[WORK REQUEST] Retype the data that follows with no alterations, please.

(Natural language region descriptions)
************
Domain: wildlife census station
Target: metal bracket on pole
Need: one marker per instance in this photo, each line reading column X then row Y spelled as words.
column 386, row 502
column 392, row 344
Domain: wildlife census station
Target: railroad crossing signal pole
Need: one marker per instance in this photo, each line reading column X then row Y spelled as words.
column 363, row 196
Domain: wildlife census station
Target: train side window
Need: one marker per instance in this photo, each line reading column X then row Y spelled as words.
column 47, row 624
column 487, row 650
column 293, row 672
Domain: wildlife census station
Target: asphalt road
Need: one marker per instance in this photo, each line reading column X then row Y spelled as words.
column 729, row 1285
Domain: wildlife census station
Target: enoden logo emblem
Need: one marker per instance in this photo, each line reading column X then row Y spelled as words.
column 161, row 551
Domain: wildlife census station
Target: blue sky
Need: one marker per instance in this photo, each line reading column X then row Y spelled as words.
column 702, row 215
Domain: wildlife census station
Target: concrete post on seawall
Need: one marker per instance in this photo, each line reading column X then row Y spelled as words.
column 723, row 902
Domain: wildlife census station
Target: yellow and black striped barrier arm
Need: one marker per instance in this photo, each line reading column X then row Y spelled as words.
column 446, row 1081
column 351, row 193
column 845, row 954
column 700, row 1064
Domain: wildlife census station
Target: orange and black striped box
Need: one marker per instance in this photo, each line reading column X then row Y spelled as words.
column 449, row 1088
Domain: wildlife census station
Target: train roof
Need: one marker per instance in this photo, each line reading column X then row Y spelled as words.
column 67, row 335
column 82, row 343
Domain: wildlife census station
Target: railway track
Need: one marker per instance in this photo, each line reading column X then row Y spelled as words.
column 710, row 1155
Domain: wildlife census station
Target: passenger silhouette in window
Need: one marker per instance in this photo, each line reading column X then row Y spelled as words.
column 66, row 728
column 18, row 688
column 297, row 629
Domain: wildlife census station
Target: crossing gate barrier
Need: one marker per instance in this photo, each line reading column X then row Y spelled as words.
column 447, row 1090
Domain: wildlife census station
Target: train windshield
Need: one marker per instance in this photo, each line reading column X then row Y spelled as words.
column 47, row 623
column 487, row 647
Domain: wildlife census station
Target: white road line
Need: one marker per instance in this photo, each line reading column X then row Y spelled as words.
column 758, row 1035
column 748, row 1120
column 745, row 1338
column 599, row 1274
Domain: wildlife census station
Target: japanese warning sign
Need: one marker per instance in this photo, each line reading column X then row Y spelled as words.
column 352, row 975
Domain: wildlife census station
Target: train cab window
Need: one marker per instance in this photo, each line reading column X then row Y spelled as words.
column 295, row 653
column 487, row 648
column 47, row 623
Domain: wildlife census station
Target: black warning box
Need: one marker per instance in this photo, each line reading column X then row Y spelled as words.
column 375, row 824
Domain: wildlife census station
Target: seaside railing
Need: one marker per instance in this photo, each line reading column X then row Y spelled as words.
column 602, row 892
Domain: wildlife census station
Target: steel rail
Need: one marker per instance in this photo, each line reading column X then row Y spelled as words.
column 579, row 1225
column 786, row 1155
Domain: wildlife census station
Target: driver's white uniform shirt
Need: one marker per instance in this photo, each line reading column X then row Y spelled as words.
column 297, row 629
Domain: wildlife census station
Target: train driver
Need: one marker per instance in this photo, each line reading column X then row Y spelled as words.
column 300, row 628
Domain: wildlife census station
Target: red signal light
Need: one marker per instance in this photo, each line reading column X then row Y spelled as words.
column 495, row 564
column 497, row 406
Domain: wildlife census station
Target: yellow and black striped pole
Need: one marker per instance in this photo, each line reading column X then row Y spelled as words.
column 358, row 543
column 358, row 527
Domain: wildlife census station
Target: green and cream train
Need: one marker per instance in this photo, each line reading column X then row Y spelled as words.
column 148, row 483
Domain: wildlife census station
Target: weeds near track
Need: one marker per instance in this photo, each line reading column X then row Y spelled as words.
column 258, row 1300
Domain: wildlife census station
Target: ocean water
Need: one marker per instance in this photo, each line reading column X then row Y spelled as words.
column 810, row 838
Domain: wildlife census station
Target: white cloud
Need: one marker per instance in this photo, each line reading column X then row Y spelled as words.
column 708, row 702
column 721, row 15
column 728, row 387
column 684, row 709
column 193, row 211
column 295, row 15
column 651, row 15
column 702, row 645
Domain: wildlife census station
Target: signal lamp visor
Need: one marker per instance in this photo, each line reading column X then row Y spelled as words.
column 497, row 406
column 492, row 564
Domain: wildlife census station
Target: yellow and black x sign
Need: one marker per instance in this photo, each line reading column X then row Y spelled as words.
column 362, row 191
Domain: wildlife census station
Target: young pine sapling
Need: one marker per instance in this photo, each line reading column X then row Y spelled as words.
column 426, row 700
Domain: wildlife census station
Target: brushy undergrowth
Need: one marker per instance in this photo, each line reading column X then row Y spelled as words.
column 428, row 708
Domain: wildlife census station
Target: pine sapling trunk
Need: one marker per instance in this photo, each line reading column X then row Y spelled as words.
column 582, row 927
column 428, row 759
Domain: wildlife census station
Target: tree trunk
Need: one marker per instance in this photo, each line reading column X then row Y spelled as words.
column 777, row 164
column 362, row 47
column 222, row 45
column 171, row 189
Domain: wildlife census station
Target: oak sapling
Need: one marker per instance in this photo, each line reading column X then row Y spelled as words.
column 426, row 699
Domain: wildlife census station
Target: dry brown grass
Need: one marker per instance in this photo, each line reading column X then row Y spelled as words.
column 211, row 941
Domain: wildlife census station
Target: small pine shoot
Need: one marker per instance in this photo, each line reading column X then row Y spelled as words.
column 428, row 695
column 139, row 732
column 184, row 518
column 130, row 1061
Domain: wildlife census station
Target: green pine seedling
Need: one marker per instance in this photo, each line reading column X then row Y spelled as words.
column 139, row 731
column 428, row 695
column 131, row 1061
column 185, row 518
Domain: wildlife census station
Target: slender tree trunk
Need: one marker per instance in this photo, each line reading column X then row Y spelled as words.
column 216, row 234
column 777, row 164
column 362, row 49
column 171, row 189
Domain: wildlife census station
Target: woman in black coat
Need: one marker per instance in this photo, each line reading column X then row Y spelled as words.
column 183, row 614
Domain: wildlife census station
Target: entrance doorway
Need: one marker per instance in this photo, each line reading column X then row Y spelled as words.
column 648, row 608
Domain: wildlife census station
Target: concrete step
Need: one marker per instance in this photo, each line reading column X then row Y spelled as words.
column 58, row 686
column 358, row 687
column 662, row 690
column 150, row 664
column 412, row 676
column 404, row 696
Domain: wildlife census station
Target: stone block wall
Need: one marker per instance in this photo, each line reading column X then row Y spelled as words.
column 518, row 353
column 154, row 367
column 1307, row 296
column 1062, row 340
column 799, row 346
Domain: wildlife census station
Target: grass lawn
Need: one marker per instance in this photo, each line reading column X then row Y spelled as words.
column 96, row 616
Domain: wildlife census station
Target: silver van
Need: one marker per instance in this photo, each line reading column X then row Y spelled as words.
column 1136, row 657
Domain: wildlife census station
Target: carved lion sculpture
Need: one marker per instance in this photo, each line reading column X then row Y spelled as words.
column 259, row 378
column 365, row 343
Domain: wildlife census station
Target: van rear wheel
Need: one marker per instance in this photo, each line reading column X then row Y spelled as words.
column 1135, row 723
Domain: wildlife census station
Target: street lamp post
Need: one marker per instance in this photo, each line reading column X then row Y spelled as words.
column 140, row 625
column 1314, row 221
************
[SOLUTION TO THE PROBLEM]
Domain: wildlife census station
Target: metal bracket on pole
Need: one marker per instance in this photo, each line reading column X then row Y spelled as words.
column 386, row 502
column 392, row 344
Domain: wildlife census station
Target: railroad crossing signal pole
Need: one marker per instance in this photo, each line reading column X then row Y spelled as words.
column 363, row 196
Domain: wildlife census station
Target: train side window
Need: one marker per instance in this photo, each line reading column X then row Y spelled as words.
column 47, row 624
column 487, row 650
column 293, row 672
Domain: wildlife census station
Target: asphalt road
Need: one marker per instance in this photo, each line reading column X then row Y spelled as words.
column 729, row 1285
Domain: wildlife census station
Target: enoden logo emblem
Need: one marker per instance in this photo, each line reading column X then row Y spelled as words.
column 161, row 551
Domain: wildlife census station
Target: blue sky
Need: one marker per instance in this photo, each line reading column X then row Y spelled as words.
column 702, row 215
Domain: wildlife census station
Target: concrete post on seawall
Need: one marker per instance in this photo, each line reading column X then row Y spelled as words.
column 723, row 902
Domain: wildlife census station
Target: yellow and black striped barrier arm
Need: one marker per instance in this photo, each line reading column X then row Y spelled as words.
column 446, row 1081
column 351, row 193
column 845, row 954
column 700, row 1064
Domain: wildlife census station
Target: orange and black striped box
Need: one marker per instance in this photo, each line reading column X then row Y spelled as words.
column 449, row 1088
Domain: wildlife census station
Target: train roof
Need: one marker per instance in this photo, each line reading column X then row Y spelled as words.
column 67, row 335
column 82, row 343
Domain: wildlife census station
Target: railway track
Need: one marker per instance in this photo, each line reading column X then row Y spelled as words.
column 710, row 1155
Domain: wildlife census station
Target: passenger silhouette in window
Need: one marker per instance in this photo, each line reading column X then row Y spelled as words.
column 66, row 728
column 18, row 688
column 297, row 629
Domain: wildlife census station
Target: crossing gate barrier
Need: one marker per instance in this photo, each line reading column X then row Y spelled as words.
column 447, row 1090
Domain: wildlife census station
Target: train windshield
Need: one marker per instance in this photo, each line reading column X then row Y spelled as words.
column 47, row 623
column 487, row 647
Domain: wildlife census station
Target: white road line
Need: one marker per instance in this photo, each line reading column X then row Y spelled as words.
column 758, row 1035
column 748, row 1120
column 745, row 1338
column 599, row 1274
Domain: wildlife census station
Target: japanese warning sign
Need: one marker per instance in this photo, each line reading column X then row Y spelled as words.
column 352, row 975
Domain: wildlife census station
Target: train cab window
Need: one marker per instance in this photo, each line reading column X then row Y spelled as words.
column 295, row 653
column 487, row 648
column 47, row 623
Domain: wildlife census station
Target: black warning box
Need: one marker per instance in this photo, each line reading column X then row Y spelled as words.
column 375, row 824
Domain: wildlife census station
Target: seaside railing
Need: one marker per instance in this photo, each line reading column X then row Y spelled as words.
column 602, row 892
Domain: wildlife census station
Target: steel rail
Need: one marker per instance in this photo, each line reading column X then row Y spelled as words.
column 579, row 1225
column 786, row 1155
Domain: wildlife census station
Target: driver's white uniform shirt
Need: one marker per instance in this photo, each line reading column X then row Y spelled as words.
column 297, row 629
Domain: wildlife census station
Target: train driver
Need: one marker per instance in this photo, each line reading column X then row Y spelled as words.
column 300, row 628
Domain: wildlife census station
Target: red signal light
Need: one marker per instance in this photo, each line reading column X then row Y spelled as words.
column 495, row 564
column 497, row 406
Domain: wildlife census station
Target: yellow and black striped pole
Need: one marker per instance in this photo, each line reading column X then row Y spelled as words.
column 358, row 543
column 358, row 527
Domain: wildlife census station
Target: green and cream train
Need: one marker per instance in this photo, each line reading column X then row Y spelled as words.
column 148, row 483
Domain: wildlife census station
Target: weeds near track
Need: one marker per instance in this photo, each line reading column X then row Y spelled as words.
column 258, row 1300
Domain: wildlife census station
Target: ocean water
Need: one marker per instance in this photo, each line reading column X then row Y spelled as words.
column 810, row 838
Domain: wildlife census station
Target: white cloud
Need: one marker per instance in this photo, each line reading column X then row Y spelled as words.
column 708, row 702
column 721, row 15
column 728, row 387
column 684, row 709
column 193, row 211
column 295, row 15
column 651, row 15
column 702, row 645
Domain: wildlife census station
Target: signal lamp visor
Need: one marker per instance in this photo, each line reading column X then row Y spelled as words.
column 497, row 406
column 492, row 564
Domain: wildlife census station
Target: yellow and black x sign
Need: one marker per instance in this photo, each line reading column X then row Y spelled as words.
column 362, row 191
Domain: wildlife census station
Target: young pine sapling
Need: one marker per instance in this photo, each line reading column X then row Y spelled as words.
column 426, row 700
Domain: wildlife census station
Target: brushy undergrowth
Need: one marker per instance in this photo, each line reading column X then row Y spelled as words.
column 428, row 708
Domain: wildlife census station
Target: pine sapling trunk
Need: one marker per instance in this photo, each line reading column X then row Y spelled as words.
column 582, row 927
column 428, row 759
Domain: wildlife census station
Target: tree trunk
Need: one marker per instance in this photo, each line reading column X then row Y spelled as words.
column 777, row 164
column 362, row 47
column 222, row 45
column 171, row 189
Domain: wildlife census station
Target: oak sapling
Need: one marker per instance in this photo, each line reading column X then row Y spelled as words.
column 426, row 699
Domain: wildlife census station
Target: dry brown grass
Need: one marker per instance in this photo, each line reading column X then row Y spelled as words.
column 211, row 941
Domain: wildlife census station
Target: small pine shoot
Need: one marker per instance in this photo, each line reading column X then row Y spelled as words.
column 428, row 695
column 139, row 732
column 184, row 518
column 130, row 1061
Domain: wildlife census station
Target: green pine seedling
Need: one marker per instance in this photo, each line reading column X then row Y spelled as words.
column 139, row 731
column 428, row 695
column 131, row 1061
column 185, row 518
Domain: wildlife census station
Target: slender tree trunk
Need: one marker per instance in this photo, each line reading column X then row Y spelled as words.
column 216, row 234
column 777, row 164
column 362, row 49
column 171, row 189
Domain: wildlife census station
Target: woman in black coat
Need: one marker per instance in this photo, each line reading column X then row Y spelled as words.
column 183, row 614
Domain: wildlife census station
Target: entrance doorway
Need: one marker per instance in this photo, each line reading column X then row Y spelled as words.
column 648, row 608
Domain: wildlife census station
Target: concrete step
Need: one marker per instance in this photo, each line reading column X then row Y spelled as words.
column 58, row 686
column 358, row 687
column 662, row 690
column 150, row 664
column 412, row 676
column 404, row 696
Domain: wildlife census station
Target: stone block wall
Need: one marker per instance in this photo, each line reading column X then row Y spelled as words.
column 518, row 353
column 154, row 367
column 1307, row 296
column 1062, row 340
column 799, row 346
Domain: wildlife census station
Target: grass lawn
Need: one marker per instance in this photo, each line reading column X then row Y spelled as words.
column 96, row 616
Domain: wildlife census station
Target: silver van
Need: one marker per instance in this photo, each line reading column X then row Y spelled as words.
column 1136, row 657
Domain: wildlife census station
Target: carved lion sculpture
Need: one marker per instance in this photo, each line reading column X then row Y spelled as words.
column 259, row 378
column 365, row 343
Domain: wildlife census station
Target: van rear wheel
Need: one marker per instance in this photo, each line reading column X then row Y spelled as words.
column 1135, row 723
Domain: wildlife census station
Target: street lamp post
Need: one marker per instance in this photo, each line reading column X then row Y spelled as words.
column 140, row 625
column 1314, row 221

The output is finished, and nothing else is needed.